**CHALLENGES**
1. In the passage on Hizballah and Hamas, who are Hizballah's main benefactors?
2. List every country named in the passage on Hizballah and Hamas.
3. Extend the passage on Hizballah and Hamas, picking up after its final sentence.

**ARTICLE**
Many analysts believe that Hizballah must have carried out the raid with at least the encouragement of the group's main benefactors, Syria and especially Iran. "He who pays the money is the boss," says a Lebanese official, arguing that Tehran engineered the crisis in hopes of deflecting the Bush Administration's drive to impose U.N. sanctions for Iran's suspected nuclear-weapons program. But whatever encouragement they may have had, neither Hamas nor Hizballah ever needs a specific justification for striking Israel. Attacking Israel is, for each, its raison d'etre. And the groups' tacticians do not need to think that a particular strike will achieve a particular result. They take a long view, common among Islamists: over timedecades or even centuries, if necessaryIsrael will crumble. Israelis will lose their fortitude under the pressure of attacks, give up and go back to Europe or Russia or, if their roots are in the Middle East, agree to live within an Islamic state. Regardless, the fighters' reward is not here on earth in this lifetime, but in heaven.

**SUPPLIED MATERIAL**
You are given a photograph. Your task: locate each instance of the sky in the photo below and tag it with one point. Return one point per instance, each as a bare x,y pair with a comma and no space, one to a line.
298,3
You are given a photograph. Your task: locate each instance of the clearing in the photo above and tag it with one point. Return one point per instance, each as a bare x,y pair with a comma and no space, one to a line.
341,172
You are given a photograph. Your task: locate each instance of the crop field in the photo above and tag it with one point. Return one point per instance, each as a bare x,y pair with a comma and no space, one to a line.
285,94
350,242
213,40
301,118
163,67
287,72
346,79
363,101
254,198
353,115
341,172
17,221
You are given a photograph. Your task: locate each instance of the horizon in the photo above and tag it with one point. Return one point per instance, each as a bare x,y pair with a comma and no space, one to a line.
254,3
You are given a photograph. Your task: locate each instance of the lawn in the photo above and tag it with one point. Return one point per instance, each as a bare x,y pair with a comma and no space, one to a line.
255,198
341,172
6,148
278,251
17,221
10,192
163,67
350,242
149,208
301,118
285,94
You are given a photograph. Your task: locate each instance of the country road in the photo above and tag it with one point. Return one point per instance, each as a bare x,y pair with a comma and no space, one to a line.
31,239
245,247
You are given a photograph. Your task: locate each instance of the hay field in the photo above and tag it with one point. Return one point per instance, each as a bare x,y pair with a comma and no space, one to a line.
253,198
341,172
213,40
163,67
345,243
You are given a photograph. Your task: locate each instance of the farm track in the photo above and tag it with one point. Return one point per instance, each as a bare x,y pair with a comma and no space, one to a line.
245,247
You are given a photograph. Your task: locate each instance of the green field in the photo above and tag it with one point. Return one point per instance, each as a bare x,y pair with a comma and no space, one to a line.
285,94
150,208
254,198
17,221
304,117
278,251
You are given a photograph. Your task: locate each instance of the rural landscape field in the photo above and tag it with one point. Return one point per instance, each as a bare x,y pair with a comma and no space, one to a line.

**ANSWERS FOR THIS EXERCISE**
1. Syria and especially Iran.

2. Syria, Iran, Israel, Russia

3.
But Hizballah and Hamas in this case have a more practical payoff in mind. Israeli governments have proved willing to make big concessions to get back one or two or three of their own captives, even dead ones. (In 2004, Israel swapped 429 prisoners in exchange for an Israeli businessman and the remains of three Israeli soldiers.) The Palestinians now have a tremendous interest in prisoner swaps since the Israelis have achieved the relative quiet of the past few years in part by arresting huge numbers of suspected terrorists and packing jails with more than 9,000 detainees. Securing the release of many of them, by negotiating the return of the Israeli corporal, would make heroes of Hamas. And it would do so at a time when ordinary Palestinians have been grumbling that they may have erred in electing the radical group since the government--bankrupt because of international boycotts--has gone five months without paying salaries to its 160,000 employees.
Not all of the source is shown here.